_Exercise prompt_
Your task is to repeat exactly the lines below between the line holding "Target: red stadium seat" and the line holding "stadium wall, each", inclusive, and only those.

-- Information provided follows --

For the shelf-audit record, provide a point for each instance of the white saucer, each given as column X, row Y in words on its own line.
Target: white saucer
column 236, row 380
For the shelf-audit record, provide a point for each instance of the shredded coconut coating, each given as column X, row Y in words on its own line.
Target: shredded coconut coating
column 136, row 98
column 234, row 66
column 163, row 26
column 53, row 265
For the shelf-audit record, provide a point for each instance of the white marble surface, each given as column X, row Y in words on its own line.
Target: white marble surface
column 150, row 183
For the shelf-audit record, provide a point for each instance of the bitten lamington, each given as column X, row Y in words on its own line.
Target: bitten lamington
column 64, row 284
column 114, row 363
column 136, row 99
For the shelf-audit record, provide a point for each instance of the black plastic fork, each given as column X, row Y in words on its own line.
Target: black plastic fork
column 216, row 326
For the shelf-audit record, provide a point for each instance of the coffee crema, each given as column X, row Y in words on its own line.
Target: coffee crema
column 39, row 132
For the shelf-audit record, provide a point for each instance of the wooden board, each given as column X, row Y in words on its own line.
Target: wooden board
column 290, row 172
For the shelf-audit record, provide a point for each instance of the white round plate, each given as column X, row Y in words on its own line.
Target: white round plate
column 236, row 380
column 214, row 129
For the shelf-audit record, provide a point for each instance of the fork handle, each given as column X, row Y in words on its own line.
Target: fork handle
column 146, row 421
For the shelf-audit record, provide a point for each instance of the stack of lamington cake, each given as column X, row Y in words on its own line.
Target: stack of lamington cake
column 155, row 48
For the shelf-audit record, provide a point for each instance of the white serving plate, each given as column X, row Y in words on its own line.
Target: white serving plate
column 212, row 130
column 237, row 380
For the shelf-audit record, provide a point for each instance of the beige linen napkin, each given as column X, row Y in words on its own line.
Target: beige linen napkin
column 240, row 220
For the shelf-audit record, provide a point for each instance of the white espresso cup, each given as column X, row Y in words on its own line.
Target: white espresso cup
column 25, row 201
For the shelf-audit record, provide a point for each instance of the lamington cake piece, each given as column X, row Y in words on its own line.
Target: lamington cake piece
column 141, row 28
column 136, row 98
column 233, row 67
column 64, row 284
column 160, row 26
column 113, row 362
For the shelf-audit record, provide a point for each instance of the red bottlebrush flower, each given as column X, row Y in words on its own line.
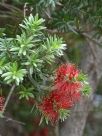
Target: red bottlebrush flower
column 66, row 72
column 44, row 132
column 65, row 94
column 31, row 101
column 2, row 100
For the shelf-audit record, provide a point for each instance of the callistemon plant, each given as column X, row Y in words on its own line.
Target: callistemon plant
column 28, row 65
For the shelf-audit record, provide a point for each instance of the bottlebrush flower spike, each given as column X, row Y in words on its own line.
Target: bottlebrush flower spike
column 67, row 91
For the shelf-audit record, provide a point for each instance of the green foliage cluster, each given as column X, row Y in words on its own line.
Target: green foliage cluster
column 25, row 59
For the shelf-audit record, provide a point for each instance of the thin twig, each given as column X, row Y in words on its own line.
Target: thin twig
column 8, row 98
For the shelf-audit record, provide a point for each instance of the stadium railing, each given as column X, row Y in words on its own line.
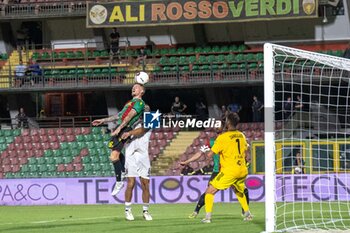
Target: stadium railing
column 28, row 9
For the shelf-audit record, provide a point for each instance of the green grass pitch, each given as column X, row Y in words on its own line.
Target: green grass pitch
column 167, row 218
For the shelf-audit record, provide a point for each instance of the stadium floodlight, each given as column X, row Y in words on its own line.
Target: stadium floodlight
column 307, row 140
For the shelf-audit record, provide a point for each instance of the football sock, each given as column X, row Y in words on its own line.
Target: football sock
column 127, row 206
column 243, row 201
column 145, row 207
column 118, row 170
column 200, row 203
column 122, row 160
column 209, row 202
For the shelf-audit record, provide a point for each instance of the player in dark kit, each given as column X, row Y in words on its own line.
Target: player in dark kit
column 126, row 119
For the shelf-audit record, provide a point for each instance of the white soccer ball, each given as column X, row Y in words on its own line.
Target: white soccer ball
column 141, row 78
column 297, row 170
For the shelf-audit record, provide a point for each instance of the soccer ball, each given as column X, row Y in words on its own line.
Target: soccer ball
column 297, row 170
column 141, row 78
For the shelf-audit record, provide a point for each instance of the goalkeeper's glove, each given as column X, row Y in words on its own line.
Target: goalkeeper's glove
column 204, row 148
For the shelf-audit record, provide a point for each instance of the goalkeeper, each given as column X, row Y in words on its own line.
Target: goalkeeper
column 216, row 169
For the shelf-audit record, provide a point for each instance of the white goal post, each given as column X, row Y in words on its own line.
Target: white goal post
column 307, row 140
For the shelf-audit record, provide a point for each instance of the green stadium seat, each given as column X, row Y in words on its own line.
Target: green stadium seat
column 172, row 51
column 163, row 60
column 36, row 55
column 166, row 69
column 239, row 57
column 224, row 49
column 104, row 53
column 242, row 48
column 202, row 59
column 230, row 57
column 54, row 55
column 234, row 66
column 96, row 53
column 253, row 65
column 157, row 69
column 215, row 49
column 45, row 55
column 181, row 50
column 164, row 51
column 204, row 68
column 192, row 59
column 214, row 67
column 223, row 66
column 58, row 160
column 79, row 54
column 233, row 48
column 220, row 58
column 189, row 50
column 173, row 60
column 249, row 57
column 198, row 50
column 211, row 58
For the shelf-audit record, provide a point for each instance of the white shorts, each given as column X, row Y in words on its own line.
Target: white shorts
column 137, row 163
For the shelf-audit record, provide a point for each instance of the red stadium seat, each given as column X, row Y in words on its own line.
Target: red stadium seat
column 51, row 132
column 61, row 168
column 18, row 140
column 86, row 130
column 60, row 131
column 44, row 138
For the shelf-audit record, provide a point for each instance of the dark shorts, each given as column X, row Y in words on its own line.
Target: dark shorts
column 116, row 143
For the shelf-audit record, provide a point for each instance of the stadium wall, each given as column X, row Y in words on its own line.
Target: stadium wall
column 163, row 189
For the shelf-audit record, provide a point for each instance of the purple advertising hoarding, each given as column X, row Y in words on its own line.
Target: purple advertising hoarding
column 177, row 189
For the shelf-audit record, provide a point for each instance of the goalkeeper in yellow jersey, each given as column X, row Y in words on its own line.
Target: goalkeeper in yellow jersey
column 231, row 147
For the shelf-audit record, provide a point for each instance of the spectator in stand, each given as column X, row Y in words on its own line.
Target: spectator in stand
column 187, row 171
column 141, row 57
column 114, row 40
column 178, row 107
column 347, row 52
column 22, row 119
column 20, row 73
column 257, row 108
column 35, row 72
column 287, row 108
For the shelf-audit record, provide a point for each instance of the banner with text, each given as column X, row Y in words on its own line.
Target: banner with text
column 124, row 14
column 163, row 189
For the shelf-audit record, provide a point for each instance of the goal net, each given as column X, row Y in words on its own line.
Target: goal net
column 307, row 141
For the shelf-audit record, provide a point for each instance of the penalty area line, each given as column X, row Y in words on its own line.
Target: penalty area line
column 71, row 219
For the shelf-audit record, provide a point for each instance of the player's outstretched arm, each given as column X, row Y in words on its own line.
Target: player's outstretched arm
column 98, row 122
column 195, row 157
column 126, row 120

-- Information provided concluded --
-- Information provided follows --

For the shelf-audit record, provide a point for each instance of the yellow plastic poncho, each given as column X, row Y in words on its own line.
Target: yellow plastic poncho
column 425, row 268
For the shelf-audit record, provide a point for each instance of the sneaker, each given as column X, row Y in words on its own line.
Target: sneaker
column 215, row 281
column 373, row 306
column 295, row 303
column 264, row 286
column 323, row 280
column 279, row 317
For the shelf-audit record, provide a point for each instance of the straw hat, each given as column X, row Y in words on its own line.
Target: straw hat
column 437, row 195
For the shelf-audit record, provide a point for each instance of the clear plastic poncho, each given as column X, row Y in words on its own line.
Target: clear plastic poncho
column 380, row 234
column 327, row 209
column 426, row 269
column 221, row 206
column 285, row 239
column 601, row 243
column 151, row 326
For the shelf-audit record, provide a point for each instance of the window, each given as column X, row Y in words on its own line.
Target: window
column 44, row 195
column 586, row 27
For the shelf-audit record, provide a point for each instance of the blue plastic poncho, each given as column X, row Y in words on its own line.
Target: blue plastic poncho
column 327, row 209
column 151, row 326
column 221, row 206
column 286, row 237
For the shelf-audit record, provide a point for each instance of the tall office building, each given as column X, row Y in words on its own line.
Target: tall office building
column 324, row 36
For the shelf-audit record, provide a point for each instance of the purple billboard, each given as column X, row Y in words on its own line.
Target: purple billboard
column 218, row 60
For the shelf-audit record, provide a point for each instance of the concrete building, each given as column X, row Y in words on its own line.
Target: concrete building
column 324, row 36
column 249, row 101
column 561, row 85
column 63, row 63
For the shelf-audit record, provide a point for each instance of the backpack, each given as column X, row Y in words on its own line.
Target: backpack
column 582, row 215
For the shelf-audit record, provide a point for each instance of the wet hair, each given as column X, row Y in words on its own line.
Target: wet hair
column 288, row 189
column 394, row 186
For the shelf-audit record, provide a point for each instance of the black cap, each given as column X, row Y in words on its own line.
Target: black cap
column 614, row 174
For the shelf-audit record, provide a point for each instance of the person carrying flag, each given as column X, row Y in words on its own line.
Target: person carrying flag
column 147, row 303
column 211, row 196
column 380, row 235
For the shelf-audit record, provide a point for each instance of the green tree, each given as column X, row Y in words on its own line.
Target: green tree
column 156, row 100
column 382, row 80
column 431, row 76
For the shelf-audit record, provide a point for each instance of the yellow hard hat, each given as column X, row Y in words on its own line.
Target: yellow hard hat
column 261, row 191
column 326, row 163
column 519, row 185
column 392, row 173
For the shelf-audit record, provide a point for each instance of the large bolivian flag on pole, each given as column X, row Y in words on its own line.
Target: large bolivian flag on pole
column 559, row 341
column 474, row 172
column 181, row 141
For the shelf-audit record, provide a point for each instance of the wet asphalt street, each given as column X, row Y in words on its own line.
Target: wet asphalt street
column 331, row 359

-- Information provided concluded --

_Answer box_
Target: red stadium seat
column 51, row 132
column 61, row 168
column 18, row 140
column 86, row 130
column 60, row 131
column 44, row 138
For the shelf-audit record, provide a point for each instance of the dark shorts, each given as column X, row Y in words on its own line.
Target: dark shorts
column 116, row 143
For the shelf-audit record, provide a point for each instance of the stadium wall, each given as column X, row Y in words on its own line.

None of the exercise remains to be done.